INSTRUCTIONS TO FOLLOW: Filter the entries below, keeping only lines with the word "shorts".

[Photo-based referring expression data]

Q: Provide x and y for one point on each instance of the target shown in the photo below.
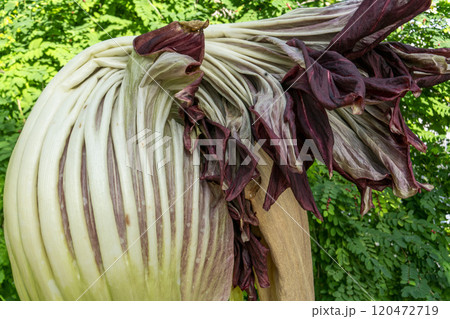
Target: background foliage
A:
(399, 251)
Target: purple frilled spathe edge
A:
(346, 99)
(250, 256)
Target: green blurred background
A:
(398, 251)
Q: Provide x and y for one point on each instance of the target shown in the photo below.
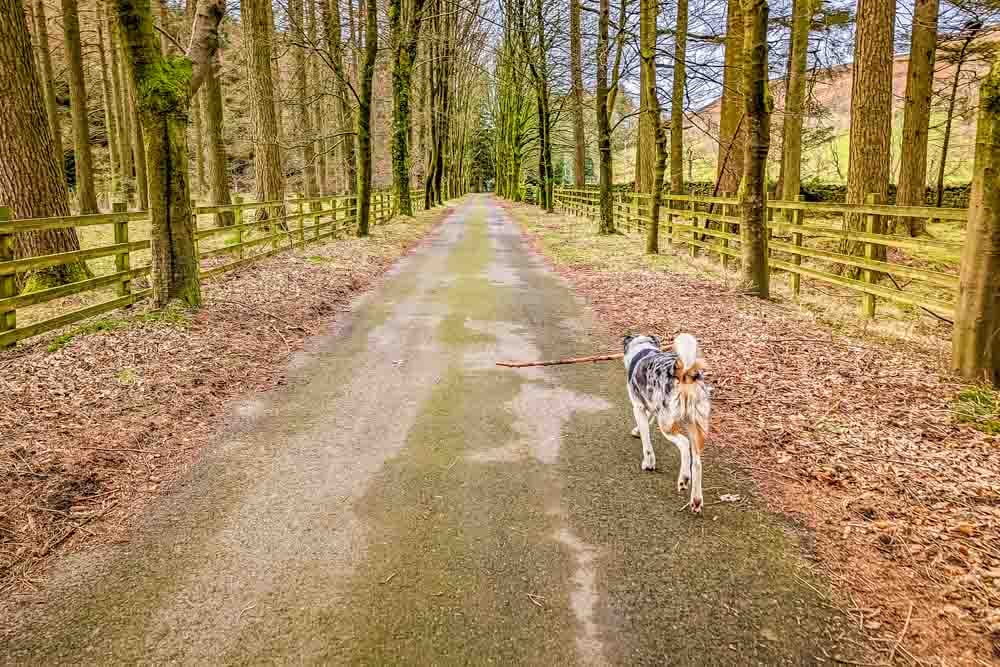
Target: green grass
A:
(979, 407)
(173, 316)
(100, 326)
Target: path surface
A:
(404, 501)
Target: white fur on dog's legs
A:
(642, 423)
(696, 498)
(684, 473)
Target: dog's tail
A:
(686, 349)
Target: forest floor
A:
(400, 499)
(849, 429)
(101, 417)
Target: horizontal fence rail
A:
(805, 239)
(260, 229)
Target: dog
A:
(669, 385)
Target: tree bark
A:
(303, 118)
(405, 32)
(216, 166)
(137, 136)
(31, 179)
(975, 343)
(732, 132)
(758, 105)
(958, 62)
(795, 92)
(677, 101)
(576, 67)
(871, 111)
(166, 87)
(258, 30)
(48, 86)
(331, 23)
(647, 17)
(84, 161)
(645, 148)
(318, 105)
(911, 189)
(110, 119)
(606, 222)
(364, 121)
(125, 164)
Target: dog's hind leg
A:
(635, 431)
(672, 433)
(697, 437)
(642, 423)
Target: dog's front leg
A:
(642, 422)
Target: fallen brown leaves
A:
(854, 438)
(92, 431)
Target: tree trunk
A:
(606, 224)
(47, 82)
(31, 179)
(318, 104)
(405, 32)
(758, 105)
(216, 167)
(110, 120)
(137, 136)
(959, 62)
(331, 23)
(576, 67)
(303, 118)
(125, 164)
(647, 21)
(645, 148)
(871, 111)
(366, 76)
(677, 101)
(84, 161)
(166, 87)
(197, 127)
(258, 30)
(975, 343)
(911, 189)
(791, 142)
(732, 132)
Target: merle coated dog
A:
(670, 386)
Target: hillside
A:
(827, 128)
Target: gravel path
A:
(404, 501)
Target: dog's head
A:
(631, 342)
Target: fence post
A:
(797, 215)
(238, 221)
(123, 260)
(867, 275)
(8, 287)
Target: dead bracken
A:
(856, 438)
(99, 420)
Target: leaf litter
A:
(855, 438)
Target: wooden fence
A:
(289, 224)
(806, 240)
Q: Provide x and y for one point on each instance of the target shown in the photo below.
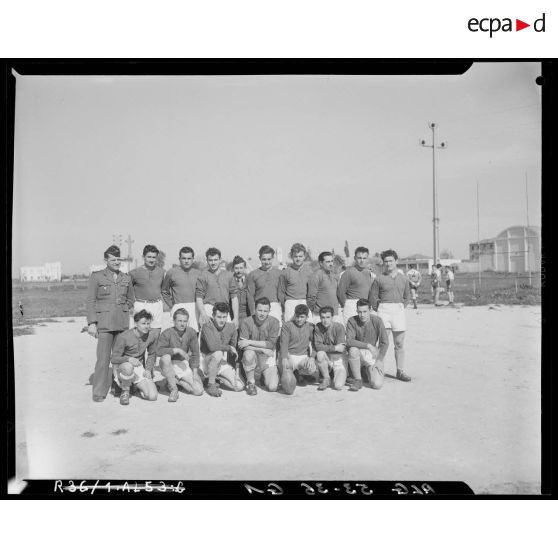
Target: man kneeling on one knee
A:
(129, 356)
(258, 339)
(368, 342)
(329, 343)
(296, 338)
(217, 341)
(179, 351)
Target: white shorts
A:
(182, 370)
(290, 306)
(393, 315)
(303, 363)
(367, 357)
(190, 307)
(136, 376)
(154, 308)
(336, 360)
(336, 317)
(275, 311)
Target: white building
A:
(50, 271)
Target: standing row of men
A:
(218, 304)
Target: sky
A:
(240, 161)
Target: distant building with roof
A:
(516, 249)
(50, 271)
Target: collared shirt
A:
(372, 332)
(147, 282)
(389, 288)
(129, 344)
(322, 291)
(179, 286)
(293, 283)
(354, 284)
(171, 339)
(216, 287)
(254, 330)
(296, 340)
(242, 294)
(213, 339)
(109, 299)
(326, 339)
(261, 283)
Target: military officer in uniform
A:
(109, 299)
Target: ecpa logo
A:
(494, 24)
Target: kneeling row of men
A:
(304, 350)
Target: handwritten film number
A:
(275, 490)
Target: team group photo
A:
(230, 275)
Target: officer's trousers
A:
(102, 378)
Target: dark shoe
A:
(213, 390)
(402, 376)
(173, 395)
(324, 384)
(356, 385)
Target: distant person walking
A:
(435, 281)
(415, 278)
(450, 278)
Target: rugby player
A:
(293, 282)
(389, 296)
(179, 353)
(296, 338)
(415, 278)
(215, 285)
(257, 340)
(128, 355)
(264, 282)
(179, 286)
(147, 281)
(367, 342)
(330, 345)
(218, 341)
(354, 284)
(322, 289)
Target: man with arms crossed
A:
(264, 282)
(239, 274)
(258, 339)
(129, 357)
(329, 343)
(296, 338)
(109, 299)
(354, 284)
(389, 295)
(368, 342)
(179, 286)
(213, 286)
(179, 351)
(414, 282)
(218, 340)
(293, 282)
(322, 289)
(147, 281)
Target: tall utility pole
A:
(435, 219)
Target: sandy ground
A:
(471, 413)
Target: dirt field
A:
(471, 413)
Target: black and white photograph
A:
(249, 276)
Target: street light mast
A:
(435, 218)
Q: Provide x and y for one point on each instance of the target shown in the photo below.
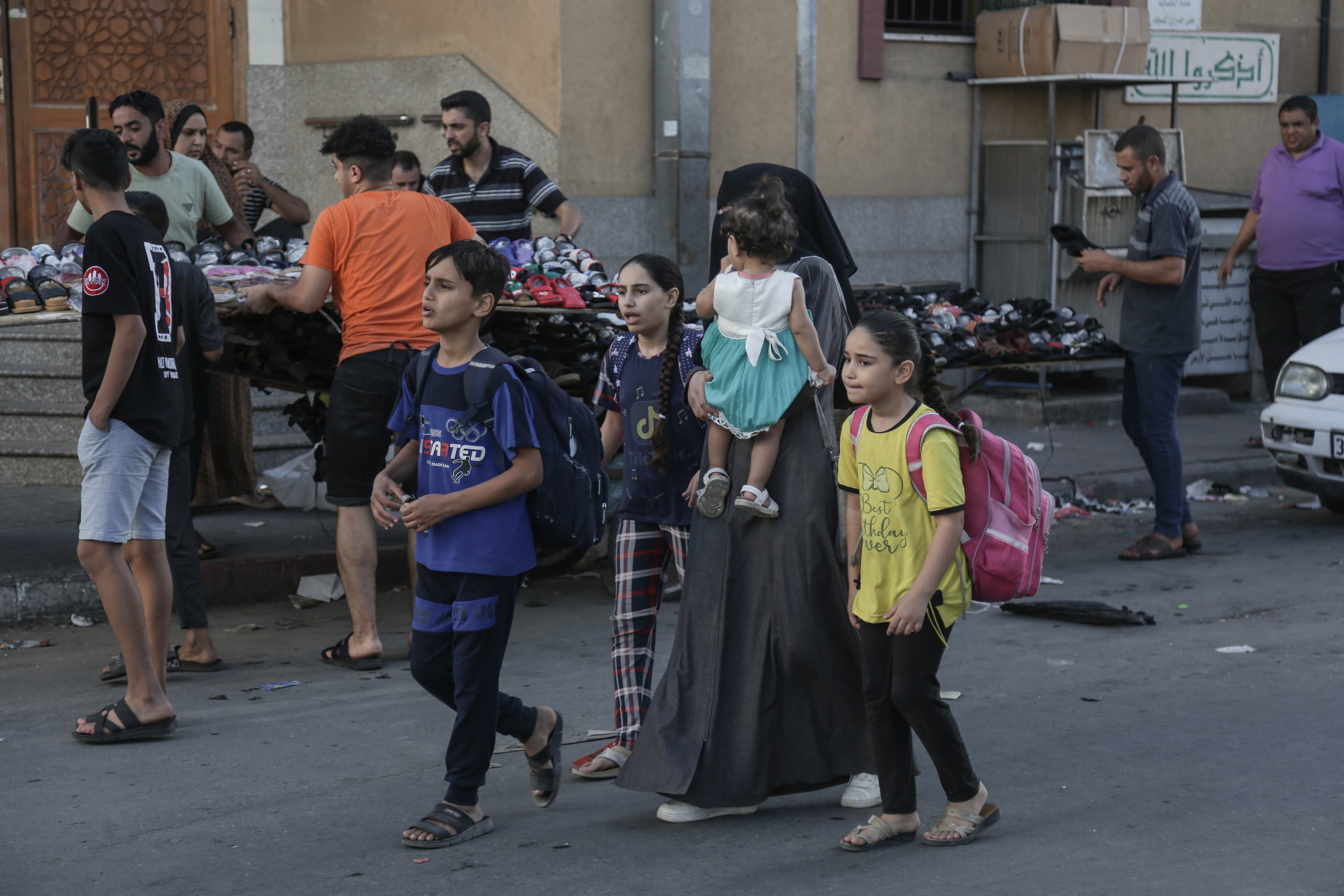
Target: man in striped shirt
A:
(494, 187)
(233, 147)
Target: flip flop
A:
(605, 753)
(1152, 549)
(105, 731)
(175, 664)
(548, 780)
(979, 823)
(341, 658)
(877, 833)
(441, 821)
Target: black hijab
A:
(818, 231)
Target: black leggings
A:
(901, 692)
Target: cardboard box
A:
(1061, 41)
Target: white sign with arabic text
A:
(1241, 68)
(1175, 15)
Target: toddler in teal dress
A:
(761, 348)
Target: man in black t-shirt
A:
(131, 342)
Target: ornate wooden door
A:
(65, 52)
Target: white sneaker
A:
(862, 793)
(675, 811)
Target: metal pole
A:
(1323, 69)
(974, 206)
(1053, 187)
(806, 111)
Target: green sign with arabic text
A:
(1241, 68)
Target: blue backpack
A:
(569, 508)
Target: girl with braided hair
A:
(642, 387)
(910, 582)
(759, 350)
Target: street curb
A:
(229, 581)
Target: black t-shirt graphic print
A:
(127, 272)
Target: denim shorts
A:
(124, 495)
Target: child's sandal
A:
(714, 496)
(764, 506)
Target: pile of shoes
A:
(40, 280)
(230, 272)
(554, 273)
(966, 330)
(569, 348)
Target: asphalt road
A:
(1193, 773)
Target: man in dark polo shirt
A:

RESULT:
Target: white shorts
Target: denim shorts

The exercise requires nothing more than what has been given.